>> BEGIN Text excerpt

Opinion
No. 29,026.
October 7, 1932.
Rape — carnal knowledge.
On a charge of carnal knowledge of a 14-year old girl, defendant was found guilty of an attempt carnally to know. The evidence abundantly supports the verdict, and there is no error in the record.
Defendant was charged upon information of the county attorney of Pine county with the crime of carnal knowledge of a 14-year old girl. He was convicted of an attempt to commit the crime and appealed from an order, Stolberg, J. denying his motion for a new trial. Affirmed.
Ottocar Sobotka, for appellant.
Henry N. Benson, Attorney General, and Michael B. Hurley, County Attorney, for the state.
Defendant, charged with carnal knowledge of a girl a little past 14 years old, was convicted of an attempt to commit the crime. He appeals from the order denying his motion for a new trial.
With great earnestness defendant's counsel contends that the verdict is not adequately supported. In prosecutions for offenses of this sort the law is that the uncorroborated testimony of the violated girl, if accepted as true by the jury, is sufficient to convict. State v. Dahl, 151 Minn. 318, 186 N.W. 580. Her testimony in the instant case was not inherently improbable as in State v. Connelly, 57 Minn. 482, 59 N.W. 479. Not only is the girl's story probable in the light of the surrounding circumstances, but we have here ample corroboration in the testimony of the girl's 20-year old sister, who was present at the time. And in addition to that, defendant's testimony was such that the jury could find therein abundant corroboration of the testimony of the injured girl. In fact, a reading of the record leads to the conviction that the jury gave defendant more than the benefit of a doubt in finding him guilty of an attempt carnally to know instead of guilty as charged in the information.

>> END Text excerpt
>> BEGIN Given information

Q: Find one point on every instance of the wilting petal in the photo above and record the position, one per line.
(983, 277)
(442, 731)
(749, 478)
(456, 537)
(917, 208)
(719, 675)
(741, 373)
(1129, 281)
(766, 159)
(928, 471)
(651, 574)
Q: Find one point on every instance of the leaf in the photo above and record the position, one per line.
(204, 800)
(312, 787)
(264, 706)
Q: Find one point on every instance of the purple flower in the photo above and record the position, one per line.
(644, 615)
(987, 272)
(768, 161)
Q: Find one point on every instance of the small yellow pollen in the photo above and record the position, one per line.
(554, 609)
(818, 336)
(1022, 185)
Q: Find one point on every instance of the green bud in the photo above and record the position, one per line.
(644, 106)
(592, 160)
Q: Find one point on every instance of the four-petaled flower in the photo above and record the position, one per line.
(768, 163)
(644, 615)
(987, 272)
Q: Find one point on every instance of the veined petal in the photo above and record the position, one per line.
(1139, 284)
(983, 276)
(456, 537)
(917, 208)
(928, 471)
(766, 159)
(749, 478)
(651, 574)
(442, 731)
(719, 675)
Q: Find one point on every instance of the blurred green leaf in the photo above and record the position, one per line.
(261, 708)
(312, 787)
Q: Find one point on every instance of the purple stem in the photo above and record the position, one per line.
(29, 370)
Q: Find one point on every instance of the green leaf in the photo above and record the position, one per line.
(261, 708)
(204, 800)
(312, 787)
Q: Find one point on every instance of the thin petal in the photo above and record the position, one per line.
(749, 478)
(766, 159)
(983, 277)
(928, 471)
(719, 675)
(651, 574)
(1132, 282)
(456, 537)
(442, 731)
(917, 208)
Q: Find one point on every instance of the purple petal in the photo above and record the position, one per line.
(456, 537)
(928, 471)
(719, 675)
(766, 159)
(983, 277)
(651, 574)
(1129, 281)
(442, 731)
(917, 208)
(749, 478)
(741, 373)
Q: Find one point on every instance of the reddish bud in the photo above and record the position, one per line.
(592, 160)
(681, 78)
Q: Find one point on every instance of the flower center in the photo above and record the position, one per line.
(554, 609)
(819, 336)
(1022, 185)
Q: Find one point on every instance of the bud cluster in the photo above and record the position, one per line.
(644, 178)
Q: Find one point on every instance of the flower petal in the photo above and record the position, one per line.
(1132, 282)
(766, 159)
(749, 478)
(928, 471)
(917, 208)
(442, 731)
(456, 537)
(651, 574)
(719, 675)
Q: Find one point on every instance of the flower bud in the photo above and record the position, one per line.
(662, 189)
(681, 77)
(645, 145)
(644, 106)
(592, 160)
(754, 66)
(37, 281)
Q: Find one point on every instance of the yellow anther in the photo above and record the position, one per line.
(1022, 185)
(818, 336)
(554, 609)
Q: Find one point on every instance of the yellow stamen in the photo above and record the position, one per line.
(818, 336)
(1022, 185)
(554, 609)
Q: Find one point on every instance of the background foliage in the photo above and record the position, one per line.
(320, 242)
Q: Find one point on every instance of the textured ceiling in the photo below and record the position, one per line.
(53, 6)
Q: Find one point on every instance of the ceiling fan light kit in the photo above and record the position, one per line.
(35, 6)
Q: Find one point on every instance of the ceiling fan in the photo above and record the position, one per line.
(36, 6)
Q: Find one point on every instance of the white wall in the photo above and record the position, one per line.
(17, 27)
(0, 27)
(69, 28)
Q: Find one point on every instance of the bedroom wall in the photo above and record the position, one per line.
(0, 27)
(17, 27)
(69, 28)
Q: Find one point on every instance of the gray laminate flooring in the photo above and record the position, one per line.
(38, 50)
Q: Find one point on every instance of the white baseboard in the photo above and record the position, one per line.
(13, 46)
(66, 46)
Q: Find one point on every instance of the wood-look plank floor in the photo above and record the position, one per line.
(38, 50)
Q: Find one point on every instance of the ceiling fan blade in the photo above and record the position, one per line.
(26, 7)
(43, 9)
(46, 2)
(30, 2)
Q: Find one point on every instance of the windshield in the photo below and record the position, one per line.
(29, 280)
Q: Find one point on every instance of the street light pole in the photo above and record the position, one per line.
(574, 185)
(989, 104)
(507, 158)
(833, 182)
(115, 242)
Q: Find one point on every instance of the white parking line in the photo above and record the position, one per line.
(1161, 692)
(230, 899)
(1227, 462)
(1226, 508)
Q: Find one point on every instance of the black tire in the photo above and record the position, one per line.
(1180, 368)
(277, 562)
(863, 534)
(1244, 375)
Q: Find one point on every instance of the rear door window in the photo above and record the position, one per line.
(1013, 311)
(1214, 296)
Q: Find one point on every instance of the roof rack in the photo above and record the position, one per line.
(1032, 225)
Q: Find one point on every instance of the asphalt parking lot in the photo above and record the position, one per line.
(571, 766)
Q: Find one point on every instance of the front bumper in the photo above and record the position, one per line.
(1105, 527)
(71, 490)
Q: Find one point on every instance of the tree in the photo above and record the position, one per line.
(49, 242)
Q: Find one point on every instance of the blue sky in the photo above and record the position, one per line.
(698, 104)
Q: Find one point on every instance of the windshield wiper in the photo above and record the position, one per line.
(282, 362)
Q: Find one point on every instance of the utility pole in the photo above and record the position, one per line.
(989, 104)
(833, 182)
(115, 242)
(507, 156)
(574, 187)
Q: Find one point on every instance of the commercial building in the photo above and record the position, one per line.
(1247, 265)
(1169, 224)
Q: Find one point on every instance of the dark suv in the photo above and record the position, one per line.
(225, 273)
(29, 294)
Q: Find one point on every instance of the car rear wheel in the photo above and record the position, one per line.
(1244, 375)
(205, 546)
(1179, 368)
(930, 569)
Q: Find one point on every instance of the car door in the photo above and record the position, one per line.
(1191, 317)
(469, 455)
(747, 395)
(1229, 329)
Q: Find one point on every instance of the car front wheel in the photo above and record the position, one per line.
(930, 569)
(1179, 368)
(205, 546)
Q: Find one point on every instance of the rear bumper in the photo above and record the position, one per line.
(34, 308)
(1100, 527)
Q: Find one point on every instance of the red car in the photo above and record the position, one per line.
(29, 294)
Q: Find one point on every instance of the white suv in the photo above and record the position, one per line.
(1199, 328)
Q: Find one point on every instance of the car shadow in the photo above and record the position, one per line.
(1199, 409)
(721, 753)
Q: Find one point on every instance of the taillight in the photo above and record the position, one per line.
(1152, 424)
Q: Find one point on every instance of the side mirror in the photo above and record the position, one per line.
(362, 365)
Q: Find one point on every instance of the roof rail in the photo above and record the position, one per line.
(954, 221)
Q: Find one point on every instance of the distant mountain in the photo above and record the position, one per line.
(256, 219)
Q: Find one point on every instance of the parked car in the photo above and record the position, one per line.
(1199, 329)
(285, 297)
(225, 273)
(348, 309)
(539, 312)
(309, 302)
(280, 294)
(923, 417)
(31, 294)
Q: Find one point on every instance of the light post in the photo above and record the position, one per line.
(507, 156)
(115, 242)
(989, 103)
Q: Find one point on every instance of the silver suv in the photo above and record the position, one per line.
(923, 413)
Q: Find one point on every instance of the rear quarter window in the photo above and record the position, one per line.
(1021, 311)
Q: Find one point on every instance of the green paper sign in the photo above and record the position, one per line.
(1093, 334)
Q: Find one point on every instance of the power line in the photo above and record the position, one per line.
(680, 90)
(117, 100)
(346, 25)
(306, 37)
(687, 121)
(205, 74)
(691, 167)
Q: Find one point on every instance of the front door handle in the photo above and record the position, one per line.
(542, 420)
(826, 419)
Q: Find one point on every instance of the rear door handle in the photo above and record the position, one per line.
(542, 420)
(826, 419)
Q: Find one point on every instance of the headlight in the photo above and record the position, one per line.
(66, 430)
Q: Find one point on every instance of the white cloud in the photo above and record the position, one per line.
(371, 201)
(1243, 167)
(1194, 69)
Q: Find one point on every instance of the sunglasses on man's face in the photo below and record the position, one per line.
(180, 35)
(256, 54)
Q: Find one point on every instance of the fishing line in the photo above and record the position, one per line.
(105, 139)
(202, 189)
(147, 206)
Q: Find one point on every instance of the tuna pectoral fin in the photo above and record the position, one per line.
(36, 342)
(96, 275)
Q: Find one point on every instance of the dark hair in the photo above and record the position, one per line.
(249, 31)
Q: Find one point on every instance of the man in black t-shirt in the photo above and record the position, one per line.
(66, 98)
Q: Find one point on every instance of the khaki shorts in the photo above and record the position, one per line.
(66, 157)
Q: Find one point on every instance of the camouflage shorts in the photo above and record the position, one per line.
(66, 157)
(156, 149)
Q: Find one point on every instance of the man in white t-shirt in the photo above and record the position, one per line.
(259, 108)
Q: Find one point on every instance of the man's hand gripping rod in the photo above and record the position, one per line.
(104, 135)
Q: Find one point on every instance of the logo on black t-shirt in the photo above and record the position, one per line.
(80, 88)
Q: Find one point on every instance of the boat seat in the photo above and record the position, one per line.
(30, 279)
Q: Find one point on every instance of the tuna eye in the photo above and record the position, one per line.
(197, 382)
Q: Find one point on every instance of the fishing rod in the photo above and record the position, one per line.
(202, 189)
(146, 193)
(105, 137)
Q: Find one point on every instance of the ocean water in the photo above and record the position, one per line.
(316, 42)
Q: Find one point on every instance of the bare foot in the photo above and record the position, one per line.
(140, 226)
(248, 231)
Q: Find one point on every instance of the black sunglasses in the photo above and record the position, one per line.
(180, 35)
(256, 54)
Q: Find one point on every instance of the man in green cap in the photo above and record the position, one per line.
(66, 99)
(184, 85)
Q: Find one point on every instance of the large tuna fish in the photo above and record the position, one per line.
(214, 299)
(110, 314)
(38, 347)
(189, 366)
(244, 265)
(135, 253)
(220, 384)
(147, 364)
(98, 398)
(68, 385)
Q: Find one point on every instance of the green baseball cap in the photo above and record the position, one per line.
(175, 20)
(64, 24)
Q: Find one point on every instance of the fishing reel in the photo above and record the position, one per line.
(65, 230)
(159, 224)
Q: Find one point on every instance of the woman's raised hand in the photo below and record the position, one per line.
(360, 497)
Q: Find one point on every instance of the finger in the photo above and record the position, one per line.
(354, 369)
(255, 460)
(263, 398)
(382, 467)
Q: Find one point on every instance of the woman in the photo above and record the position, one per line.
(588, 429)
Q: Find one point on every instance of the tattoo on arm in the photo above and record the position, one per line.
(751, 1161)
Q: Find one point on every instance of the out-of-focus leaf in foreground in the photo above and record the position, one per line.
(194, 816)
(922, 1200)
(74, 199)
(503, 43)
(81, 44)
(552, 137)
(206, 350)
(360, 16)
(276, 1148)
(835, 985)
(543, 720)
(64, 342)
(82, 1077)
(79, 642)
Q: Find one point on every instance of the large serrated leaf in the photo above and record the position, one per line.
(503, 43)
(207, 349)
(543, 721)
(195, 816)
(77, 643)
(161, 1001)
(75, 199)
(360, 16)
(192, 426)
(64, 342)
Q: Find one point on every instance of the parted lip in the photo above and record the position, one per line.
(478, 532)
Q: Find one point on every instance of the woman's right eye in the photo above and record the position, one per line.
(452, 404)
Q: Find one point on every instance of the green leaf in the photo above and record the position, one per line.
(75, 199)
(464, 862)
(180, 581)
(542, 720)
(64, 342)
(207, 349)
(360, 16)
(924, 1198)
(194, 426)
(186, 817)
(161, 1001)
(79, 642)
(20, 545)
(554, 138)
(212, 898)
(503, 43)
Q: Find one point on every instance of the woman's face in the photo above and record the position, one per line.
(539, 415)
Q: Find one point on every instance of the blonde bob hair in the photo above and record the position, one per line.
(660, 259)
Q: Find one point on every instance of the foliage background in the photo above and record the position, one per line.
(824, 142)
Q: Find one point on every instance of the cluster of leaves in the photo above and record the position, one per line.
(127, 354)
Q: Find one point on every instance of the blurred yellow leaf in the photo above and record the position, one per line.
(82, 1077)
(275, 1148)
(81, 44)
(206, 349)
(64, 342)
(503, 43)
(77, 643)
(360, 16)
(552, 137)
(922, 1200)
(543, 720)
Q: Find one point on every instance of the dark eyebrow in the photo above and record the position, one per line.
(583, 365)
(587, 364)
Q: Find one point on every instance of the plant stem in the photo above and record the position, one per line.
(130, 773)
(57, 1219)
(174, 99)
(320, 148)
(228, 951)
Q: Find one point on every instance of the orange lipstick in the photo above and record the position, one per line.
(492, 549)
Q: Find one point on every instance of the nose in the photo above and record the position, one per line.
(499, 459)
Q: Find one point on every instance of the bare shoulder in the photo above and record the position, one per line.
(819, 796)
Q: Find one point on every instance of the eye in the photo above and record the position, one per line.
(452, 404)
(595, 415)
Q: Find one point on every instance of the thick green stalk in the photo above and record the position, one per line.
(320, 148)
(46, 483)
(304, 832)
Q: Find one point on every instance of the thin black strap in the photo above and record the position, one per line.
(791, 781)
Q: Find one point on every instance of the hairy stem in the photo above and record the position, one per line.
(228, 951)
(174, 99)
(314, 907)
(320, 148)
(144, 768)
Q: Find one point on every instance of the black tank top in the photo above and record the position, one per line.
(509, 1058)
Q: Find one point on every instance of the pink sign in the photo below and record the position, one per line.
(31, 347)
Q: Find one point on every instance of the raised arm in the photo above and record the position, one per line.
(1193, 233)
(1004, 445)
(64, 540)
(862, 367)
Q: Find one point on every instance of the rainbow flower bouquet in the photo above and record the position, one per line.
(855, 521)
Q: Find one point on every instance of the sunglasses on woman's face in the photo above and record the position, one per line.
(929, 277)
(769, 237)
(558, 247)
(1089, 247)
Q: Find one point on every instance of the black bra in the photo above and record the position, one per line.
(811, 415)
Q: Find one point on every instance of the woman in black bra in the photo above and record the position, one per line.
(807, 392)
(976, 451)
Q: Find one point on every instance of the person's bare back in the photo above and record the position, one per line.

>> END Given information

• [Work instructions]
1/ Write out the passage of the court opinion, starting with "October 7, 1932." and going on through "for the state.".
2/ Continue the court opinion from its final sentence onward.

• [Task-by-task results]
1/
October 7, 1932.
Rape — carnal knowledge.
On a charge of carnal knowledge of a 14-year old girl, defendant was found guilty of an attempt carnally to know. The evidence abundantly supports the verdict, and there is no error in the record.
Defendant was charged upon information of the county attorney of Pine county with the crime of carnal knowledge of a 14-year old girl. He was convicted of an attempt to commit the crime and appealed from an order, Stolberg, J. denying his motion for a new trial. Affirmed.
Ottocar Sobotka, for appellant.
Henry N. Benson, Attorney General, and Michael B. Hurley, County Attorney, for the state.

2/
Defendant was a mature man, in charge of a road construction crew camped near the home of the girls. He was married. After becoming acquainted with the girls, he took them out two or three times in his automobile. On each trip he says he had intercourse with the older girl. On July 7, 1931, the girls met him by appointment after dark a little way from their home. They got into his automobile. All partook of the bottle of whisky or moonshine he had in the car. They drove to Rutledge, about nine miles distant, and had some near beer, then back close to the girl's home. A jug of moonshine was procured on the way. Defendant parked the car on a side road. He left the car for a short time to have illicit relations with the older girl, according to his own story. The girls say he did so in the automobile also with the older, the younger being seated in the rear seat. They testify that he also attempted the same with the younger in the car. He says he set out that evening to go to a near-by lake to fish the next day, but the girls insisted on going along. After thus spending the greater part of the night in the automobile drinking and sleeping, they started for the lake, where they arrived shortly before daylight, aroused the owner of a summer cottage, and engaged it for a day. Defendant asserted that all three went to bed in the one bed. The girls testified that the younger went to bed with defendant and that the older slept on a couch in an adjacent room, an open doorway between. Because of rain they stayed in the cottage all forenoon. During this time the younger girl testified that defendant committed the offense with her. The owner of the cottage furnished some breakfast for them towards noon. They fished some during the afternoon, and as evening came on they left in the automobile and spent most of the night therein, driving very little.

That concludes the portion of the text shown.